[DATA FOR THE TASK]

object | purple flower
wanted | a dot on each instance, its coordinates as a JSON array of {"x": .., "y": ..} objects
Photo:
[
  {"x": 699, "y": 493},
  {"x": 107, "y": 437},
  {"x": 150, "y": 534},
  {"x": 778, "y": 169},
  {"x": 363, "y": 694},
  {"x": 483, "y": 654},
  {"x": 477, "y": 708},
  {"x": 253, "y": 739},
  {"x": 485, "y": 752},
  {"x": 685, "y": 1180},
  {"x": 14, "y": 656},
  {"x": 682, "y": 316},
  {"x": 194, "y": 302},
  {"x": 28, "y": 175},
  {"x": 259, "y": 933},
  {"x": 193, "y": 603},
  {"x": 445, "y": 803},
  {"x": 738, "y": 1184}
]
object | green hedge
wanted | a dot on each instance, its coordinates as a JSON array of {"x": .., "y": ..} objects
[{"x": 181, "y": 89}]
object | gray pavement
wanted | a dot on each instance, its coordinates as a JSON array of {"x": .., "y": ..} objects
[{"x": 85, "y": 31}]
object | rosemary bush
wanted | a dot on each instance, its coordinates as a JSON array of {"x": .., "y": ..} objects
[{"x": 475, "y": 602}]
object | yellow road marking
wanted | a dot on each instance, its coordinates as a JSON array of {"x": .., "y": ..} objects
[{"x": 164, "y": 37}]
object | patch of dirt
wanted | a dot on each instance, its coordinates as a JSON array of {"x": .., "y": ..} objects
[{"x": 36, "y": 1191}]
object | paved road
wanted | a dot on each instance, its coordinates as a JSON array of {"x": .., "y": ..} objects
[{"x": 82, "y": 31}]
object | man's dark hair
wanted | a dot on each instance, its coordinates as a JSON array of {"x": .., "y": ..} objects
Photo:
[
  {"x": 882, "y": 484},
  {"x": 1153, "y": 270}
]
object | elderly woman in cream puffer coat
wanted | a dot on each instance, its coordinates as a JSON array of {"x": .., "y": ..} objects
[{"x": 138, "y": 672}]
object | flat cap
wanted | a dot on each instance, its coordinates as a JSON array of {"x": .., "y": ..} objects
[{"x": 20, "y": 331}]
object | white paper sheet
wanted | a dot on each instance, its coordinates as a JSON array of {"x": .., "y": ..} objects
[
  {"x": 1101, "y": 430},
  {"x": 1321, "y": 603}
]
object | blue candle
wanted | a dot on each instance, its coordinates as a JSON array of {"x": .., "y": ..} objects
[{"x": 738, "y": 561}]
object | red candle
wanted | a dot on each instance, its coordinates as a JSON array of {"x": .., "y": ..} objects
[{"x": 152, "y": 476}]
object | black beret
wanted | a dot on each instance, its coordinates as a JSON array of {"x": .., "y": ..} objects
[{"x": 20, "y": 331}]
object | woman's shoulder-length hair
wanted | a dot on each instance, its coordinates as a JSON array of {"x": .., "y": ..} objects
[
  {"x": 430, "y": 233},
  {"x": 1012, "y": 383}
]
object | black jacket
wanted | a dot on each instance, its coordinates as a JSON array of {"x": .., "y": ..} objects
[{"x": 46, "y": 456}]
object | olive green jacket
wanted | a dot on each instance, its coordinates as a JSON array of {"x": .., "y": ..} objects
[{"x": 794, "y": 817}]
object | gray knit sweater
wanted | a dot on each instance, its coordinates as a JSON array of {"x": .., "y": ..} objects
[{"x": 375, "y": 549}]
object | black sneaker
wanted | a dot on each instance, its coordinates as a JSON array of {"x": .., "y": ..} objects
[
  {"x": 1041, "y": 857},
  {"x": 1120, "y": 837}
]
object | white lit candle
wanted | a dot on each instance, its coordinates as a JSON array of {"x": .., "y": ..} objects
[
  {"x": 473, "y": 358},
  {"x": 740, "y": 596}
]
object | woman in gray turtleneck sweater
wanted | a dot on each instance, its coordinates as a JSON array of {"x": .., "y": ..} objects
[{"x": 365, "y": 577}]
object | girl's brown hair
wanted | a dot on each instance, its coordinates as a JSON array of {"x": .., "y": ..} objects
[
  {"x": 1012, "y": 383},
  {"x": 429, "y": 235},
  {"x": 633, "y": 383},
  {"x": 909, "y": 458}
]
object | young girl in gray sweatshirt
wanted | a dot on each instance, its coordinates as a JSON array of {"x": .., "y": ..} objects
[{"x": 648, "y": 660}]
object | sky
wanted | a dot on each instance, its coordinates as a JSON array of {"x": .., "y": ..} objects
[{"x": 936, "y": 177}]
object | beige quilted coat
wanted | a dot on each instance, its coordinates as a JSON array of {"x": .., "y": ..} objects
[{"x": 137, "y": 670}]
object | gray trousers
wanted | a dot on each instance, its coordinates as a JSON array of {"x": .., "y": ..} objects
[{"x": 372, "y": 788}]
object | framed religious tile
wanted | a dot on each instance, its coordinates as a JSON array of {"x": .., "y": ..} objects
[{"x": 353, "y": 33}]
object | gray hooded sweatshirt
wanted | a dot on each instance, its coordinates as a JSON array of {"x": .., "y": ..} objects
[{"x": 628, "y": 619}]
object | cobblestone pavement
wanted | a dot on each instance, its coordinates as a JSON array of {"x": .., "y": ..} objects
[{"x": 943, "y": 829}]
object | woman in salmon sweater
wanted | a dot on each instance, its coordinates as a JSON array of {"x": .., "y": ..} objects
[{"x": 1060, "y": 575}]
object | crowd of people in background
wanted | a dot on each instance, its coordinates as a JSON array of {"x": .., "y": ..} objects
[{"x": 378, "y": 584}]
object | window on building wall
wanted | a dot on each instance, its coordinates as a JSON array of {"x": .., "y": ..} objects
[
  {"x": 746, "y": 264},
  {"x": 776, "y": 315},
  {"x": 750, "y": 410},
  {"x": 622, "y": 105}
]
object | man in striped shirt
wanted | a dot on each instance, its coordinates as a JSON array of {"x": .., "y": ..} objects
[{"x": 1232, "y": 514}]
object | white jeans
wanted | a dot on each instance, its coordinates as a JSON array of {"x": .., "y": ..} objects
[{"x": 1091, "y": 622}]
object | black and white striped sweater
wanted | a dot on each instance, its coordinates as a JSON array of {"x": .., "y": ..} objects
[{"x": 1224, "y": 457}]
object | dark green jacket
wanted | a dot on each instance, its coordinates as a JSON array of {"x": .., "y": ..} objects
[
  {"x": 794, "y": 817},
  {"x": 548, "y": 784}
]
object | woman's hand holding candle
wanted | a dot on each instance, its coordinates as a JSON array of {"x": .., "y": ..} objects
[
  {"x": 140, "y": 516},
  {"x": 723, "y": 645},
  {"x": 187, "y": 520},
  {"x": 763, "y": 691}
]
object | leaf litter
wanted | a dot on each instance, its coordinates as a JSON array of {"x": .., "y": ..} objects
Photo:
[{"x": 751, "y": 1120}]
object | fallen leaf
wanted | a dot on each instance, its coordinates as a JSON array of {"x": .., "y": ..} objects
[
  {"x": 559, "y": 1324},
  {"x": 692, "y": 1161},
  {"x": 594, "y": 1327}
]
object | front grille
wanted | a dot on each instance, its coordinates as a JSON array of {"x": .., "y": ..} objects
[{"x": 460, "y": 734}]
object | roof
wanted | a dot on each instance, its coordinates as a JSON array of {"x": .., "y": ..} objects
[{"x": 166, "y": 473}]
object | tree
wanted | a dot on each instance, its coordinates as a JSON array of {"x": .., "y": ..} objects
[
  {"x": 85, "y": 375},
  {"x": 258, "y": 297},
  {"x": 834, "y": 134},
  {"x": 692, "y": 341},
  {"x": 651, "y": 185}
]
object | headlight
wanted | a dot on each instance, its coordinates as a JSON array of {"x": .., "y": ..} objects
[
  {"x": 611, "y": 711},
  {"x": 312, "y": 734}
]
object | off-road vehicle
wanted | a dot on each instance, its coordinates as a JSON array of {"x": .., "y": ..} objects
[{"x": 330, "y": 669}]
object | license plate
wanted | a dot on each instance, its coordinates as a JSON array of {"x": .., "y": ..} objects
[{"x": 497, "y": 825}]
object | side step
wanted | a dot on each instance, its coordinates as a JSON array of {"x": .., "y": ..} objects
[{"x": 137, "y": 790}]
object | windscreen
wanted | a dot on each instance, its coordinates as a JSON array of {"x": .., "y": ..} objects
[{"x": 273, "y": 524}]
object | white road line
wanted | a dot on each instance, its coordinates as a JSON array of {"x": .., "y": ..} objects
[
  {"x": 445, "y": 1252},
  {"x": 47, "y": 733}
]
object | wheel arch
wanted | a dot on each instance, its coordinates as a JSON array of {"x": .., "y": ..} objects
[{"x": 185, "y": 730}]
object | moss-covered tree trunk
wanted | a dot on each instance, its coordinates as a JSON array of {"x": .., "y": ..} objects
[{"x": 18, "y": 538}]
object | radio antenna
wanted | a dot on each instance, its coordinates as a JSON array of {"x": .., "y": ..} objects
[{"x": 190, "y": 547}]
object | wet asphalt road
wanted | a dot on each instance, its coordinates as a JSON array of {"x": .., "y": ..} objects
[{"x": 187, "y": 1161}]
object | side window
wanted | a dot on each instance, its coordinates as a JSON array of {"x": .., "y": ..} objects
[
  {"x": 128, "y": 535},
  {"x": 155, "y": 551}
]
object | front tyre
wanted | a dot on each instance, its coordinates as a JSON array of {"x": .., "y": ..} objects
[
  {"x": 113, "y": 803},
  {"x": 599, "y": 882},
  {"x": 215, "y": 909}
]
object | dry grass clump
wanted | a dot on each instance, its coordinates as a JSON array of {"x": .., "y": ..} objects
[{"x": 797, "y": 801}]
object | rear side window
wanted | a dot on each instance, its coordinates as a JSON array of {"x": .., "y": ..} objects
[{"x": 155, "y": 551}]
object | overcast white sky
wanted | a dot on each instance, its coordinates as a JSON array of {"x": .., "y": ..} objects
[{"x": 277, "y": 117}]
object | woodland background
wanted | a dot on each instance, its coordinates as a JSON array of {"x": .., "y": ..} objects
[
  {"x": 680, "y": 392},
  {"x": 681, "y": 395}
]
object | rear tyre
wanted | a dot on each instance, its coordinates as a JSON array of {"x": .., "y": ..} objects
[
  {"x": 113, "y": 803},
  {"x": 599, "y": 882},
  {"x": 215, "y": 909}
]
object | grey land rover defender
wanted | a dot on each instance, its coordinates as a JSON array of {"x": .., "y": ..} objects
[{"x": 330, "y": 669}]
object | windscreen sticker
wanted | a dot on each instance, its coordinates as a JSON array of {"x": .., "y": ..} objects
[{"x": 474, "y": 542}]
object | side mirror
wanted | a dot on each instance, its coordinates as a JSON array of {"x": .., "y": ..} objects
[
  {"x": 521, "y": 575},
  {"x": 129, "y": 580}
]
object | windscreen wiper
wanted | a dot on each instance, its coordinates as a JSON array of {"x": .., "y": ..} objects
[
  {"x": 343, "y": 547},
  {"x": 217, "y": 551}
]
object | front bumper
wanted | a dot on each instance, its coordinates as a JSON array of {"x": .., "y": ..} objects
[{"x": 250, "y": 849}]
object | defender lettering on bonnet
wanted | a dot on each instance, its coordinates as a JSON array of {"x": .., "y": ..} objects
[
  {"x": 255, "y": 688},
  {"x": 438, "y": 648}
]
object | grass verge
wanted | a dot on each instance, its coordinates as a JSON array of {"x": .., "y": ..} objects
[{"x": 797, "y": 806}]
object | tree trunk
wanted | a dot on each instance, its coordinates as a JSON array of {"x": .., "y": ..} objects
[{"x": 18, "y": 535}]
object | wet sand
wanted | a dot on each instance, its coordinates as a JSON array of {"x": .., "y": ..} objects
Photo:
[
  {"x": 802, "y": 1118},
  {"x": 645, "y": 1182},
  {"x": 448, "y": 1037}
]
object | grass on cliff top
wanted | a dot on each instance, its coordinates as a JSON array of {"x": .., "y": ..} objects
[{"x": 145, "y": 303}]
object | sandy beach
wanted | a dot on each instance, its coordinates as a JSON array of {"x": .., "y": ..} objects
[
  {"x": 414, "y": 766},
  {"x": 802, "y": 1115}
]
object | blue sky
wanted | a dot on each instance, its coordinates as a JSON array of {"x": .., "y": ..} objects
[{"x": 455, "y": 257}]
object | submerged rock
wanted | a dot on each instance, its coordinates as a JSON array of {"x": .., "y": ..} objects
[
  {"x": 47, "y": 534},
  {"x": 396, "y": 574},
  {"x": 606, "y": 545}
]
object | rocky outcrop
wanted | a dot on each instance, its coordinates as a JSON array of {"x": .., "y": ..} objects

[GOAL OF THE EXERCISE]
In the part of the records that opens with the line containing "object | windscreen wiper" and runs through the end of the records, switch "bonnet" to "hood". Give back only those lines, with nothing else changed.

[TASK SOLUTION]
object | windscreen wiper
wanted | a dot on each instance, its coordinates as a JSON array of {"x": .., "y": ..} objects
[
  {"x": 343, "y": 547},
  {"x": 217, "y": 551}
]
object | front bumper
wanted | a dot on each instance, its coordinates as a JSON array of {"x": .., "y": ..} objects
[{"x": 250, "y": 849}]
object | defender lettering on hood
wanted | a dot on each instance, its coordinates as a JSON array of {"x": .., "y": ..} objects
[
  {"x": 255, "y": 688},
  {"x": 438, "y": 648}
]
object | grass verge
wanted | a dot on each instance, its coordinates as a JSON array of {"x": .., "y": ..} objects
[{"x": 797, "y": 806}]
object | tree trunk
wanted | a dot on each instance, its coordinates as a JSON array of {"x": .., "y": ..} objects
[{"x": 18, "y": 535}]
object | wet sand
wanted | a dot on each instance, its coordinates as a JSON array of {"x": .., "y": ..} objects
Photo:
[
  {"x": 802, "y": 1118},
  {"x": 645, "y": 1182},
  {"x": 448, "y": 1037}
]
object | grass on cliff top
wanted | a dot on each instance, its coordinates as a JSON array of {"x": .., "y": ..} objects
[{"x": 145, "y": 303}]
object | sandy beach
wanted | a dot on each instance, its coordinates as a JSON array of {"x": .., "y": ..} objects
[
  {"x": 414, "y": 766},
  {"x": 802, "y": 1115}
]
object | blue sky
wanted | a dot on each instance, its coordinates as a JSON array of {"x": .., "y": ..} objects
[{"x": 455, "y": 257}]
object | submerged rock
wanted | a dot on each instance, its coordinates as a JSON array of {"x": .., "y": ..} objects
[
  {"x": 47, "y": 534},
  {"x": 396, "y": 574},
  {"x": 606, "y": 545}
]
object | rocky outcrop
wanted | a dot on each instance, its coordinates as a JSON array of {"x": .., "y": ..} objects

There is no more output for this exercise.